**Information shown**

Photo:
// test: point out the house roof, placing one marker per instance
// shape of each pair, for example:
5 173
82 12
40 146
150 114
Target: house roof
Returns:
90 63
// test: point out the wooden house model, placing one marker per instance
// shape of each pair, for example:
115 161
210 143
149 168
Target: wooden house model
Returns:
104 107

---

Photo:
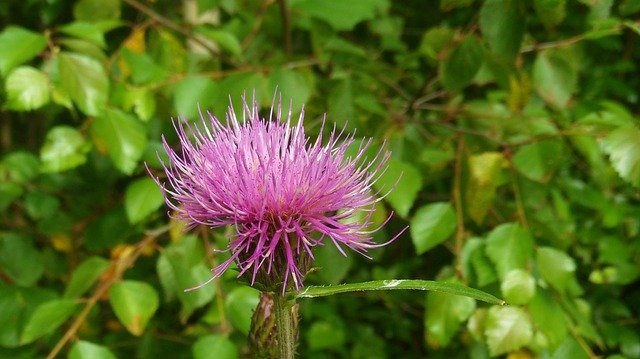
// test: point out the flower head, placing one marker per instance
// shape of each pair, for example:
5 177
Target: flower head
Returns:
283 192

**Work task**
Scan the material above for the word "instance". Copy each line where it occurs.

**Answer space**
// test: point out the house roof, placing one marker per instance
// test: point out the wooden house model, placing one marker per instance
// test: point out the flower head, placing one marker per instance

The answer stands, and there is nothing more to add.